Assigned task: Output verbatim the line with "[(432, 254), (76, 202)]" together with every line beneath it, ending at the last line of the entries.

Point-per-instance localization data
--*--
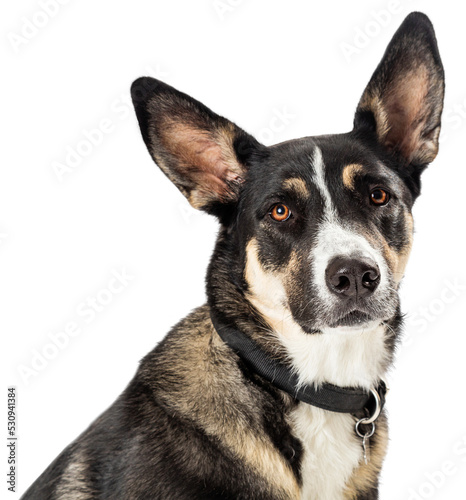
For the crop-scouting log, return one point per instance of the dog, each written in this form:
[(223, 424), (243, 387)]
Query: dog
[(274, 389)]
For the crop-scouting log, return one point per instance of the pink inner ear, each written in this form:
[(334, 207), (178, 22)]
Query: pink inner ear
[(407, 111), (205, 158)]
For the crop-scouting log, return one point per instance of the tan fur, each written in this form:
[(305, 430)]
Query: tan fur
[(267, 289), (370, 102), (298, 186), (364, 476), (349, 173), (73, 484), (397, 260), (207, 159), (404, 128), (208, 373)]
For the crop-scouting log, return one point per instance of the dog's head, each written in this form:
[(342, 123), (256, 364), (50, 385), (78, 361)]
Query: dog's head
[(318, 229)]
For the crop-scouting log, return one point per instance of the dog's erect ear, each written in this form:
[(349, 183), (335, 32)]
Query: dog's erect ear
[(404, 98), (203, 154)]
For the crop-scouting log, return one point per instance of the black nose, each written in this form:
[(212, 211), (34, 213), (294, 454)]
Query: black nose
[(352, 277)]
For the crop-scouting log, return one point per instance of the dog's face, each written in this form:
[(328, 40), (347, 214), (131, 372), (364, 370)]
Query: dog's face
[(319, 228), (327, 229)]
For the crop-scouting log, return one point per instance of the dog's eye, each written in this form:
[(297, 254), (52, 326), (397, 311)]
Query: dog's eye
[(379, 197), (280, 212)]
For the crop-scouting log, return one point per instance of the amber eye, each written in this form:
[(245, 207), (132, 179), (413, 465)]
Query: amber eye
[(280, 212), (379, 197)]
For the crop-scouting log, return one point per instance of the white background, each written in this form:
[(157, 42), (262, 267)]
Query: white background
[(60, 241)]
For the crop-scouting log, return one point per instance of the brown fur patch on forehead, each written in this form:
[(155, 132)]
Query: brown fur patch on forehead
[(349, 173), (297, 186)]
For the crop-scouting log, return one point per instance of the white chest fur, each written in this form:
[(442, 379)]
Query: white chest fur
[(331, 451)]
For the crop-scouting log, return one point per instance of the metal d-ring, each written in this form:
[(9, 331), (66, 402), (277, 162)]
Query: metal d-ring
[(367, 435), (377, 410)]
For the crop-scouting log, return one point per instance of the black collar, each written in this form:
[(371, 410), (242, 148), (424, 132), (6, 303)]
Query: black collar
[(326, 396)]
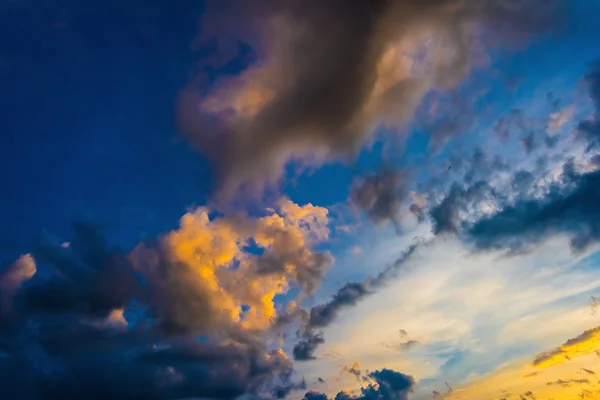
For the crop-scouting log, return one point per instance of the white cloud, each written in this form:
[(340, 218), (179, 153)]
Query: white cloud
[(483, 309)]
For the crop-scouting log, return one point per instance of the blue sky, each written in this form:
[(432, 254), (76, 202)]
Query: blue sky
[(95, 130)]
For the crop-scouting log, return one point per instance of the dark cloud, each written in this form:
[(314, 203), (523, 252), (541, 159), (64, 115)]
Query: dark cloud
[(354, 370), (323, 315), (305, 349), (570, 207), (63, 332), (446, 216), (314, 396), (589, 129), (350, 294), (409, 345), (579, 345), (326, 73), (387, 385), (380, 194)]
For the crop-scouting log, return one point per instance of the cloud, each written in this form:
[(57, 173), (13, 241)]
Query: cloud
[(323, 315), (12, 278), (305, 349), (380, 194), (327, 74), (586, 343), (569, 207), (354, 369), (387, 385), (189, 314), (589, 129)]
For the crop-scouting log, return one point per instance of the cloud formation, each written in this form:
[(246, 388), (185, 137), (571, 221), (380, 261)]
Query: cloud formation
[(386, 384), (586, 343), (189, 314), (380, 194), (323, 315), (328, 73)]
--*--
Solution to this problem:
[(432, 254), (76, 202)]
Query: blue sky
[(95, 130)]
For the crop-scouting log, return one point per instance of the dark cloud, each written in this form:
[(314, 203), (523, 252), (541, 159), (64, 115)]
Query: dark cloud
[(354, 370), (323, 315), (305, 349), (570, 207), (63, 332), (446, 216), (314, 396), (589, 129), (350, 294), (409, 345), (579, 345), (326, 73), (387, 385), (380, 194)]
For the crop-scouting log, return one point per instance of the cloud, each written in this form:
[(57, 173), (13, 241)]
Query: cloud
[(323, 315), (12, 278), (305, 349), (380, 194), (327, 74), (586, 343), (569, 207), (354, 369), (387, 385), (189, 314), (589, 129)]
For the crop-scouting log, return one point per instance of the cloud formation, each written in this form:
[(246, 388), (185, 137), (571, 221), (380, 261)]
Query: cloud formation
[(386, 384), (586, 343), (189, 314), (380, 194), (323, 315), (328, 73)]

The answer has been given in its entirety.